Task requirements
The required output consists solely of the lines from the line containing "284, row 529." through the end of the records, copied exactly.

──────

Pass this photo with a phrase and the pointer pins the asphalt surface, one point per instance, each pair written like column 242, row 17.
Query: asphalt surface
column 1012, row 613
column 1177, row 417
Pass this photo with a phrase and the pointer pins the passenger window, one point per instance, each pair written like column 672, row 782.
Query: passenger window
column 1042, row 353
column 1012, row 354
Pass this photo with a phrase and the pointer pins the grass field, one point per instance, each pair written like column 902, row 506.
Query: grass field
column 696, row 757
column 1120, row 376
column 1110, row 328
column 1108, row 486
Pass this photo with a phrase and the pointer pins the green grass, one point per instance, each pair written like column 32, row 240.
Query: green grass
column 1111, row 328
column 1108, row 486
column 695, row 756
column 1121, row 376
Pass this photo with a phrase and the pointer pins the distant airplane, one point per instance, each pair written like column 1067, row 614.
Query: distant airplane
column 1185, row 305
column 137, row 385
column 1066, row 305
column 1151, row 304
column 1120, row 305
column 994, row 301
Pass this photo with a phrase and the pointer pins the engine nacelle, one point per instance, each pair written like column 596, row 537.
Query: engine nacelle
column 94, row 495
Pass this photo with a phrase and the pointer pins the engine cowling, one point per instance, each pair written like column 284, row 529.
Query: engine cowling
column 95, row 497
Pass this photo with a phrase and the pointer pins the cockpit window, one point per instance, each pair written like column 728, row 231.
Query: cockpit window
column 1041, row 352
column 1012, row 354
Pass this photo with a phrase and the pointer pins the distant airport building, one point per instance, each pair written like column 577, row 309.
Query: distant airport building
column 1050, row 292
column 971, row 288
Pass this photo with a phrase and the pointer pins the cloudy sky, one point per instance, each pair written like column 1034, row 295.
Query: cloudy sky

──────

Exercise solution
Pass this photo with a phrase and the pointer pins the engine cowling, one point per instance, each pair written like column 284, row 529.
Query: engine cowling
column 95, row 497
Pass this photo with a phrase and the pointer pins the cockpit window, one point per instance, each pair written like column 728, row 231.
Query: cockpit window
column 1041, row 352
column 1012, row 354
Pass this photo with a phrase and the pointer pins the distant airport building, one point per instance, each pair written like column 577, row 309.
Query: distant airport building
column 1050, row 292
column 971, row 288
Pass this photo with a phrase and the pointer pins the cloudy sky, one point per instance, each pair written like column 1034, row 295.
Query: cloudy sky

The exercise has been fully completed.